**WORK ITEM:**
From the first line to the last, please reproduce the material exactly, skipping the pictures.

**EXTRACTED RECORDS:**
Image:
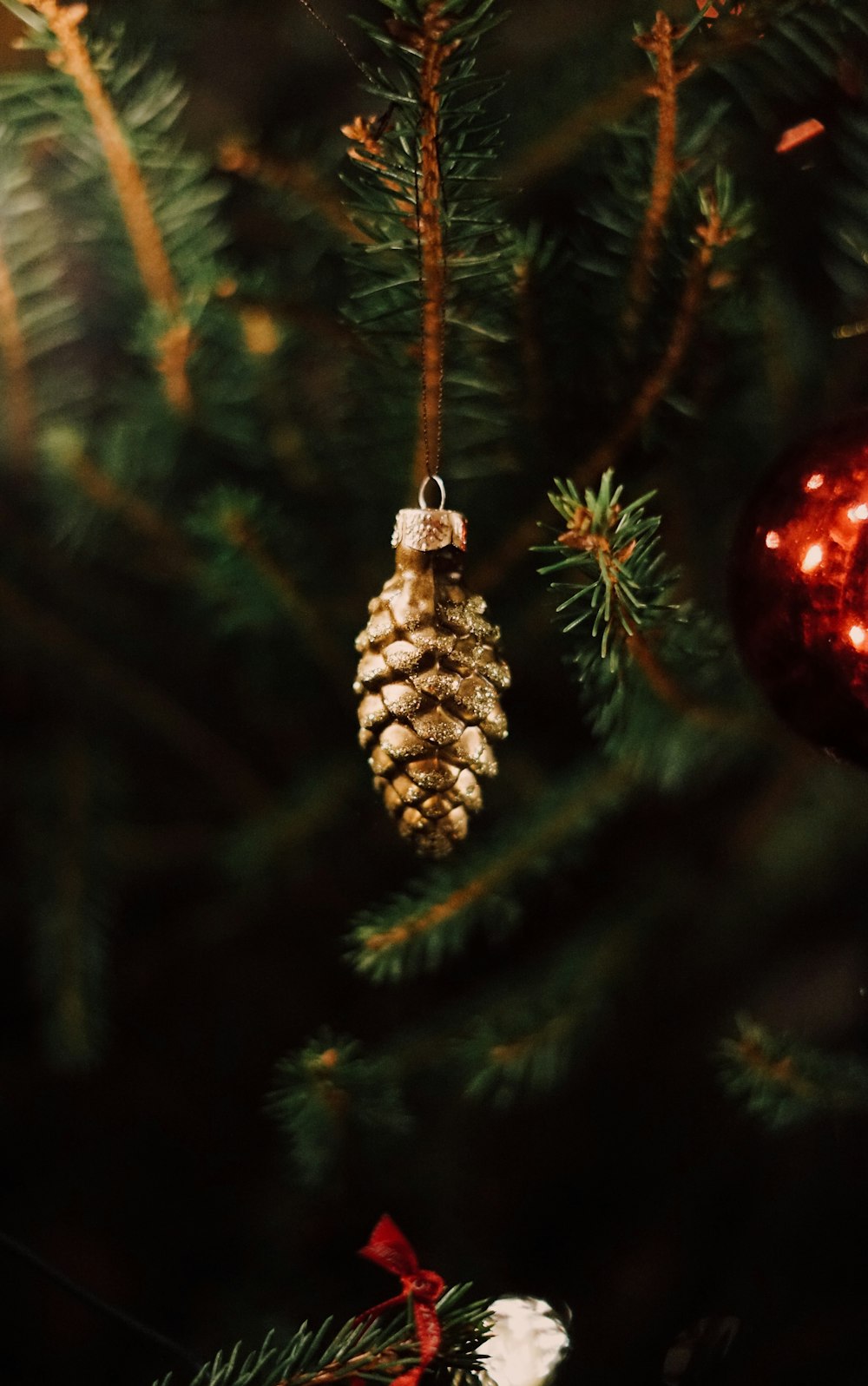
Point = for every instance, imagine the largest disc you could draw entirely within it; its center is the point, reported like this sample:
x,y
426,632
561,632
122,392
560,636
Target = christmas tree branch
x,y
136,694
712,233
241,534
659,42
18,392
785,1081
413,933
369,1349
296,176
107,494
573,132
146,240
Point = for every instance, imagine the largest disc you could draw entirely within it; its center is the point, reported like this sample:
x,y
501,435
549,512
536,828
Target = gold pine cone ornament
x,y
431,680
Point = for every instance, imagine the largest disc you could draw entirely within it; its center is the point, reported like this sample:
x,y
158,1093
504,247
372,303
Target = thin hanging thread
x,y
434,51
336,36
109,1311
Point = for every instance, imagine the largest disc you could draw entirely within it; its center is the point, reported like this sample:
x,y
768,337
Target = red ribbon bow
x,y
390,1249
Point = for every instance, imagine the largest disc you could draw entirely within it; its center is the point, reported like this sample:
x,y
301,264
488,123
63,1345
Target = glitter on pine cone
x,y
429,682
800,589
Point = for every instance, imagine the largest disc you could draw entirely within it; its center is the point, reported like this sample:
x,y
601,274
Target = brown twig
x,y
241,534
659,41
137,696
296,176
144,236
549,831
108,495
570,135
712,234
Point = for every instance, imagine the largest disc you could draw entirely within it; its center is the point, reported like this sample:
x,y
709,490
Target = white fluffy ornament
x,y
526,1344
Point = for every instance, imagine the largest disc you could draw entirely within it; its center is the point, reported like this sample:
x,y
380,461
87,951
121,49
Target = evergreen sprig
x,y
422,928
652,668
333,1100
610,555
785,1081
369,1349
431,275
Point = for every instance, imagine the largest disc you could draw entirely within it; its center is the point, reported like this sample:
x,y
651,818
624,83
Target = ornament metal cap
x,y
429,529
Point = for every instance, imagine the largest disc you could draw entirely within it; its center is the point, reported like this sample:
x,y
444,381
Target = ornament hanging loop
x,y
437,481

**YOUR SOLUTION:**
Image:
Point = for every instance, imagine the largest disc you could draw entirely within it; its center is the point, reported like this sample:
x,y
426,632
561,632
122,392
560,636
Target = christmas tree branch
x,y
136,694
712,233
241,534
659,42
18,392
785,1081
413,933
369,1349
296,176
107,494
573,132
146,240
Point = for every instance, imagine the largest disc you could draw entirely within it; its center is the point, reported like this sample:
x,y
501,435
549,512
536,828
Target = gold pine cone ornament
x,y
431,680
Point = for every instance, imagine the largest disc you could draw entirely within it; its center is the point, reported like this sample:
x,y
158,1093
504,247
372,303
Target = thin hanging thread
x,y
434,51
336,36
109,1311
Point = for every instance, imagine the largest disc you could draw entirely within it; its center is the point, reported like this sample:
x,y
768,337
Target = red ribbon bow
x,y
390,1249
Point = for every instance, imagine the largest disc you could draw entirely within it; its center is the point, reported like this sample:
x,y
301,264
488,123
63,1345
Target = glitter on pine cone
x,y
429,682
800,589
Point = for every instance, imagine the largest disc you could draw entirely within it; its center is the point, reported like this sample:
x,y
601,274
Target = brown twig
x,y
241,534
659,41
137,696
296,176
144,236
549,831
108,495
570,135
712,234
Point = for every instance, imagine the largest disc you could draw entirely within it; its center is the point, reported like this sample:
x,y
709,490
Target = white fluffy ornament
x,y
526,1344
Point = for every instance, imagine the largest disc you could draw entirely within it; its center is the point, reported like this sample:
x,y
380,461
87,951
121,49
Target = evergreen sprig
x,y
422,928
652,668
333,1100
610,555
785,1081
369,1349
431,275
Point = for every instance, imagine the largest disc you could draw entirely within it; its center is the point, reported like this sample:
x,y
651,818
624,83
Target = ornament metal cap
x,y
429,529
Point = for every instance, imagine the largest disc you could draw entirely within it; its center is the point, reported like this sample:
x,y
444,381
Target = ornament hanging loop
x,y
437,481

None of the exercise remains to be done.